WRITTEN EXERCISE: From the data below, pull out each line that contains the string "temple" and copy it out, matching case exactly.
+ + + +
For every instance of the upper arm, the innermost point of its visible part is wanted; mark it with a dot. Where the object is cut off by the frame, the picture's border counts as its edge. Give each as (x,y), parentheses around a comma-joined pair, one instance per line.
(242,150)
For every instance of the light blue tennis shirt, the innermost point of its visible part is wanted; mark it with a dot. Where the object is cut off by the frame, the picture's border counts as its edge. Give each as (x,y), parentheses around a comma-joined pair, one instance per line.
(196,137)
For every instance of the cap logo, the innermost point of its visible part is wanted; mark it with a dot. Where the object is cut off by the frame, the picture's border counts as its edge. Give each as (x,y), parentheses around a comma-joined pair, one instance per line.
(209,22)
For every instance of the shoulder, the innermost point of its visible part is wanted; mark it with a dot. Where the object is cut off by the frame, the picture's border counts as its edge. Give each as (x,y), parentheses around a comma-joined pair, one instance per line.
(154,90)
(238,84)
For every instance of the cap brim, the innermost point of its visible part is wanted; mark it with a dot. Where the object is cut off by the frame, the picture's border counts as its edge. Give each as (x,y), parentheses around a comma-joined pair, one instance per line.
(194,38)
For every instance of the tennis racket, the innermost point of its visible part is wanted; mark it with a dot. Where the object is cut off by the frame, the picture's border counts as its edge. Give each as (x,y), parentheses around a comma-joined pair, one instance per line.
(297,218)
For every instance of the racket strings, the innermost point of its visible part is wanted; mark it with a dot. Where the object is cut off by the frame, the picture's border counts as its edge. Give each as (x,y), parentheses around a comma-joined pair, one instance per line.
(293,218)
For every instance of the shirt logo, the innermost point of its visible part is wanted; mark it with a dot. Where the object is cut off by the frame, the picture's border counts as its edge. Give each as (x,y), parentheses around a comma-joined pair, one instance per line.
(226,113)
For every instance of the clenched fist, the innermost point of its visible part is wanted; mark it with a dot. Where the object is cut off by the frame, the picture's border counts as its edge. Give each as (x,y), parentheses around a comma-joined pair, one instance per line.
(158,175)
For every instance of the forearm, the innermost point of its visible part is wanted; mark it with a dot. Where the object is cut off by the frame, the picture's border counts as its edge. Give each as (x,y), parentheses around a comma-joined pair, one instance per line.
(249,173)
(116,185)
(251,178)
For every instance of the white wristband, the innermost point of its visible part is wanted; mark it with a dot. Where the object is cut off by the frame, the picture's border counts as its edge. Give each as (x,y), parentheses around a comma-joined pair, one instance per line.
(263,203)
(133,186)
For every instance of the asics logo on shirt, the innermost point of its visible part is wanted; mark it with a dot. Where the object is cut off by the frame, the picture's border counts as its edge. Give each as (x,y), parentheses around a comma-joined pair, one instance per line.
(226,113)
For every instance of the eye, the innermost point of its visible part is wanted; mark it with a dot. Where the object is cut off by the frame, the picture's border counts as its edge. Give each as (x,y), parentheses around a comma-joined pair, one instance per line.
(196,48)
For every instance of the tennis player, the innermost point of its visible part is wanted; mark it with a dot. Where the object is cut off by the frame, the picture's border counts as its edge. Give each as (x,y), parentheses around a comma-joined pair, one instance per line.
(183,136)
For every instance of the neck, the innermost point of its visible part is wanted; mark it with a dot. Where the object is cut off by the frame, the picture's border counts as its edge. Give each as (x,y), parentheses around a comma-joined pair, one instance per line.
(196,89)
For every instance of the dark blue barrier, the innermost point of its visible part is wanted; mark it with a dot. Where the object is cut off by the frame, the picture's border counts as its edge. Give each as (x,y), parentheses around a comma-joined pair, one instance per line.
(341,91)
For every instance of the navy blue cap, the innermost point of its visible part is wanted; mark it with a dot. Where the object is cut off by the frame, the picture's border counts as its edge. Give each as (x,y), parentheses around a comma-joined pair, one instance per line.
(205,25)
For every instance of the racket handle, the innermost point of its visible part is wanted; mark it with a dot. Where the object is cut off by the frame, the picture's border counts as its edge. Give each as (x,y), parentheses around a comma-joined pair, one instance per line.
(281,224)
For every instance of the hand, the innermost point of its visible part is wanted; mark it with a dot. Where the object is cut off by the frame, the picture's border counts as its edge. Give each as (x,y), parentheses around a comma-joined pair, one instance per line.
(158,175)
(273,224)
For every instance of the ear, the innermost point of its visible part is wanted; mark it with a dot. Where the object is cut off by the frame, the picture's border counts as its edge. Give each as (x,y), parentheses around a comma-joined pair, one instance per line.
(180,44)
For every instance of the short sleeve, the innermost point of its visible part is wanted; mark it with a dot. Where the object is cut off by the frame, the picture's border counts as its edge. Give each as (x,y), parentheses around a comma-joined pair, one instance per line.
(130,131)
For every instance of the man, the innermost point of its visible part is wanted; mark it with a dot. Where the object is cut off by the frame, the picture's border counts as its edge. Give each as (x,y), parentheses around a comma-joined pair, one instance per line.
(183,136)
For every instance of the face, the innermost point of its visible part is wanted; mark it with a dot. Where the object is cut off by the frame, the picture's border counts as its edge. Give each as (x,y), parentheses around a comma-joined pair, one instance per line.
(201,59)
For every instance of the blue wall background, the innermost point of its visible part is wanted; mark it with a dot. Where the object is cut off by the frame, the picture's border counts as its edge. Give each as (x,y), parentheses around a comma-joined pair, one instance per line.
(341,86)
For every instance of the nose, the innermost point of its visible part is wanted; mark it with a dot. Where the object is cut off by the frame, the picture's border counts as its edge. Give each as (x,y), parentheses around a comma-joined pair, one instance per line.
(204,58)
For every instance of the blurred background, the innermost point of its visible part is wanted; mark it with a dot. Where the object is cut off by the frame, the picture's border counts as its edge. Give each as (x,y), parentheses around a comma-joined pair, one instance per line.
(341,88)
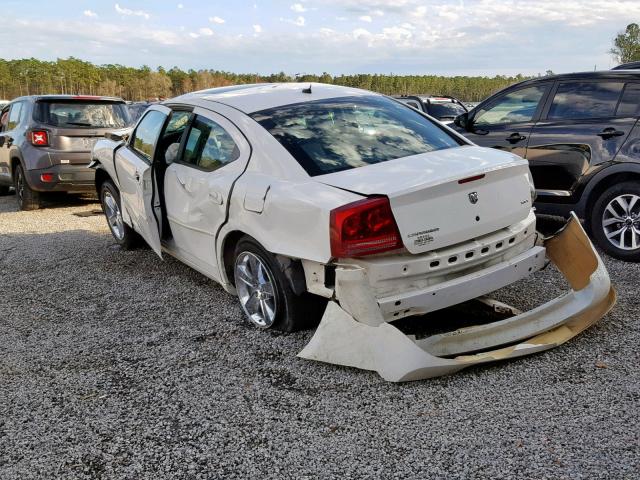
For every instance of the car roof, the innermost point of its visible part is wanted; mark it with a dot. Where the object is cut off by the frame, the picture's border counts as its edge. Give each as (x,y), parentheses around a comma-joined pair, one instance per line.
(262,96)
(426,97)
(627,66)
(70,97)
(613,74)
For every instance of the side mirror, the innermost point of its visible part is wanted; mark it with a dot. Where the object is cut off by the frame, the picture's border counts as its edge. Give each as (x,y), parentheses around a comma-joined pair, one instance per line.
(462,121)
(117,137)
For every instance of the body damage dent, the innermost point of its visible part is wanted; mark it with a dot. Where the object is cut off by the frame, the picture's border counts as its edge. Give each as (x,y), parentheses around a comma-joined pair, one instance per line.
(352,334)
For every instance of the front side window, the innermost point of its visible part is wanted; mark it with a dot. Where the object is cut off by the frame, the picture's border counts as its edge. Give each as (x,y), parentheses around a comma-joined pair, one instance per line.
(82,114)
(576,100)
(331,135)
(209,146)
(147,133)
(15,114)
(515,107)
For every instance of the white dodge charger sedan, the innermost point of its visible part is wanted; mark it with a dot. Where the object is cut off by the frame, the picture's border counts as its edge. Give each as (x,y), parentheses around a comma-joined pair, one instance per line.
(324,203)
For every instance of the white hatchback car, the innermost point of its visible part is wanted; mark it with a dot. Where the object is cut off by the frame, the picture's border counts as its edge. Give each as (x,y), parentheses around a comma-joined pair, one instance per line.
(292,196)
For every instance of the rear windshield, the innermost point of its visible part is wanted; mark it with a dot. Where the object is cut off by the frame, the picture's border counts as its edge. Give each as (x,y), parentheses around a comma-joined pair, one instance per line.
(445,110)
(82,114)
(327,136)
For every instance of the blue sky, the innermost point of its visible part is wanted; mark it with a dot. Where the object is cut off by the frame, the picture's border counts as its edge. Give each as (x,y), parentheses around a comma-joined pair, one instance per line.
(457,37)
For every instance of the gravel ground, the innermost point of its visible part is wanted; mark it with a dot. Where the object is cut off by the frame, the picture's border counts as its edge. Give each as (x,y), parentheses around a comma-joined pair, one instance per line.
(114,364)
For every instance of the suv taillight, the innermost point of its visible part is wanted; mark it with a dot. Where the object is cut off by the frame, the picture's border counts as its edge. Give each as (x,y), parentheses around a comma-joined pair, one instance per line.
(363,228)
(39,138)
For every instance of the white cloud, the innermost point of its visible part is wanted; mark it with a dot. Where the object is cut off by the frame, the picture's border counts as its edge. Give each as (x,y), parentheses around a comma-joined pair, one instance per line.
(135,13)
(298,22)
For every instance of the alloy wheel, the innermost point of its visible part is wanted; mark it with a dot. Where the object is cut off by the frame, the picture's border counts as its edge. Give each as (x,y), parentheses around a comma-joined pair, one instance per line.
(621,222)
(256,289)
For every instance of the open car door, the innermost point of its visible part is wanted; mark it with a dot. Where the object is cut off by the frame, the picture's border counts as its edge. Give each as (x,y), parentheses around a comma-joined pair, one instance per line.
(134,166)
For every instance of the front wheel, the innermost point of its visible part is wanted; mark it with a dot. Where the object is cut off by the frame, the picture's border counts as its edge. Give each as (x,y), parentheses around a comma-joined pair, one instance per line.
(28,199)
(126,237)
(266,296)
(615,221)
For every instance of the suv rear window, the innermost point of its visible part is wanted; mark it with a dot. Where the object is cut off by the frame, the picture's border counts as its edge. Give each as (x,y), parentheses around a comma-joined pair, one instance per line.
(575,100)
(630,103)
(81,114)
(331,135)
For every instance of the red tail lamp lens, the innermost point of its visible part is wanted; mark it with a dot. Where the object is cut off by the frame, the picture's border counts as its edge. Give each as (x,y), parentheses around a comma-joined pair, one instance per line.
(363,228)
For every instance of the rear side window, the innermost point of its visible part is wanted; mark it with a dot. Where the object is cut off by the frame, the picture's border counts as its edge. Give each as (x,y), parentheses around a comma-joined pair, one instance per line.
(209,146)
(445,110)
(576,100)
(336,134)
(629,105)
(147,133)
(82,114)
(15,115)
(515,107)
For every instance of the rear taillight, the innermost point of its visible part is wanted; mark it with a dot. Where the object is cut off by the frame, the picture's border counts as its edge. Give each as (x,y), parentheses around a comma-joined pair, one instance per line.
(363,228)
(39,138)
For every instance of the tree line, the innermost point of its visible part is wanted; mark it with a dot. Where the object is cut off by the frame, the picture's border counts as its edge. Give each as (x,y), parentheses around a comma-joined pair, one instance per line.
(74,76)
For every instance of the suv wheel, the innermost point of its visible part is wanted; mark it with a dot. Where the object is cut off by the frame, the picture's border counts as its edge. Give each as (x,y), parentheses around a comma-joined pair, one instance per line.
+ + + +
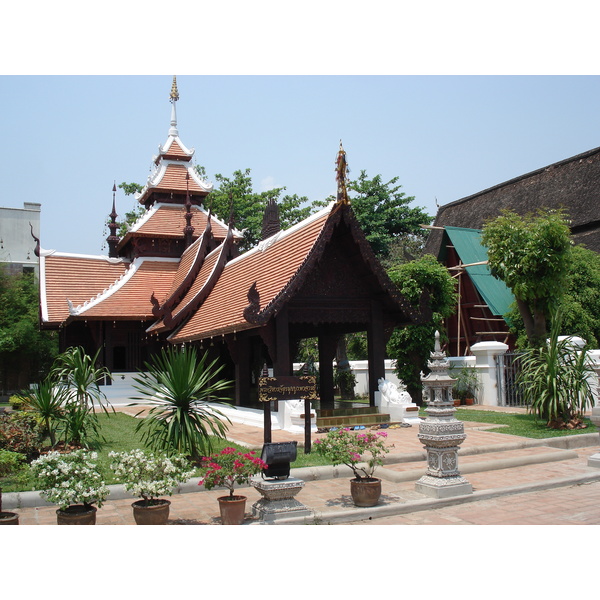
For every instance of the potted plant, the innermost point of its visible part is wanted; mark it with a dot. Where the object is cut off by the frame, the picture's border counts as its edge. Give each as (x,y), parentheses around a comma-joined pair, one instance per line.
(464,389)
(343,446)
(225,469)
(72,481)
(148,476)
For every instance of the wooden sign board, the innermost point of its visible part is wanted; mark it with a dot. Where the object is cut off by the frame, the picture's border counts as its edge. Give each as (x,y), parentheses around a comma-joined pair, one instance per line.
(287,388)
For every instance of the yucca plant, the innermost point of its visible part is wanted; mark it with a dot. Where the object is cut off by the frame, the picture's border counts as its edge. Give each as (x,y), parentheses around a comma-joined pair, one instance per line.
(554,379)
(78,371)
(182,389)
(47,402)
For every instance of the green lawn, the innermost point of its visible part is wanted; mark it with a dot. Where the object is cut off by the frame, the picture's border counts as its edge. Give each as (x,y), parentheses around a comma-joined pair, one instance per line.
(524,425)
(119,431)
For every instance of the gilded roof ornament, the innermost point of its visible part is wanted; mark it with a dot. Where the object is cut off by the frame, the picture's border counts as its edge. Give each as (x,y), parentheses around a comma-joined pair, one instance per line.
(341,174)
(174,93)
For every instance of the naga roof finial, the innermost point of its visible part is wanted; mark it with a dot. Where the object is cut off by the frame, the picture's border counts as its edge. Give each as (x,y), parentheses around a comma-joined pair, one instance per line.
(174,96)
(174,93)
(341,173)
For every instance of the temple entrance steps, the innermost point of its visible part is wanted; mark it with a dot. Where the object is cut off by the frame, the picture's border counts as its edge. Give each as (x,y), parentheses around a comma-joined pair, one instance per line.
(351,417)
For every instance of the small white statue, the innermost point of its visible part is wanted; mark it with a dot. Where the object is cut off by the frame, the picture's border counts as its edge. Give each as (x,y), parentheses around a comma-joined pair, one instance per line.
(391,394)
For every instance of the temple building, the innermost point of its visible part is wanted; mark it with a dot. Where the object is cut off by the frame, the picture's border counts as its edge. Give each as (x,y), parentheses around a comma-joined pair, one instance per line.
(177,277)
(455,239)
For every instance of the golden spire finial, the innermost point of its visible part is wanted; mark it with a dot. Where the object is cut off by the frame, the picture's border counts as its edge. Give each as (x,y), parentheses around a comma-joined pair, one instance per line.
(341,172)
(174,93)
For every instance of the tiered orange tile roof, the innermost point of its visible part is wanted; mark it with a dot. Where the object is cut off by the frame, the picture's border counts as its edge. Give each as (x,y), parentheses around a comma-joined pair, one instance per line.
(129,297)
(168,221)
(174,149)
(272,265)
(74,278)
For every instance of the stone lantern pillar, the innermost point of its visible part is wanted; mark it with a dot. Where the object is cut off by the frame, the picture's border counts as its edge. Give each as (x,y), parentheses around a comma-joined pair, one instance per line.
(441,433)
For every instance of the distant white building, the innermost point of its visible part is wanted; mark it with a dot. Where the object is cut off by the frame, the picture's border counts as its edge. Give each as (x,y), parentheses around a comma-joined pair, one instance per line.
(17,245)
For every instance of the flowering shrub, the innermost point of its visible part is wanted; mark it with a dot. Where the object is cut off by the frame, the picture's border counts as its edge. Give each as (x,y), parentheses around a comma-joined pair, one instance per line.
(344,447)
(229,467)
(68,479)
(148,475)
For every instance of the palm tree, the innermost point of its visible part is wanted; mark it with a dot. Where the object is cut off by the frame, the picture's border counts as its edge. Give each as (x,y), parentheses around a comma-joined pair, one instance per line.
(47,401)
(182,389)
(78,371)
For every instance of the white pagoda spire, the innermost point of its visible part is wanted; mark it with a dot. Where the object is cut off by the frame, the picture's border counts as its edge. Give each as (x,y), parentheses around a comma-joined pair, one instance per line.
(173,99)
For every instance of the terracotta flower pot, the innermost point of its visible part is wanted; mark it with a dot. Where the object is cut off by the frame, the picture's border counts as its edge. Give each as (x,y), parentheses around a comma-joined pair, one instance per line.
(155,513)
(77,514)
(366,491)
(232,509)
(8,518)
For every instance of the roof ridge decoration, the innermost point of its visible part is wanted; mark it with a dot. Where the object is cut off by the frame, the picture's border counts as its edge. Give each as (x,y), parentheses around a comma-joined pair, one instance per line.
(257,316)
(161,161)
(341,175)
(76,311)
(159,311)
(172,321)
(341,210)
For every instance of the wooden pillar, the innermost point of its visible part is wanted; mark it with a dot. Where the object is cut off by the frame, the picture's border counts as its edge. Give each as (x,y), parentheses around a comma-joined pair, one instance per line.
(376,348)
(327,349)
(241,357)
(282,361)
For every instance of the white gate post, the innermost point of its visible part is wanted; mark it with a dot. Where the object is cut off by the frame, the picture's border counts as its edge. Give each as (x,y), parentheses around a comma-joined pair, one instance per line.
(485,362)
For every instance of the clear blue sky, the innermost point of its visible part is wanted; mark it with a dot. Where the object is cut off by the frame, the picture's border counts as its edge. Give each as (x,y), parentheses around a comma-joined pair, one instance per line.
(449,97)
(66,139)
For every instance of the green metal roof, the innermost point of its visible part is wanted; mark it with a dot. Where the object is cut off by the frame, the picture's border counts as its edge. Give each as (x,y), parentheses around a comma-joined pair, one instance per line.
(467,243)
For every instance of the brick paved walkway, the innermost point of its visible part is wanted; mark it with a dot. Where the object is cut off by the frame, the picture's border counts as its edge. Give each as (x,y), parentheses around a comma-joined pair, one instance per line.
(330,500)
+ + + +
WORKED ANSWER:
For every instance of the temple entrance steps, the innermost point of its visible part is wanted; mark it with a dot. Where the object is cut off by the frame, the picture's border counts as its edge. Give each as (x,y), parentheses around a comma-joined pair, one instance per line.
For every instance of the temple building, the innermost point of its visible part is wanted; mark it with a dot. Where the object is cut off by the frame, the picture's border counts as its edge. Give each as (x,y), parentheses around a comma-joined pair, one instance per line.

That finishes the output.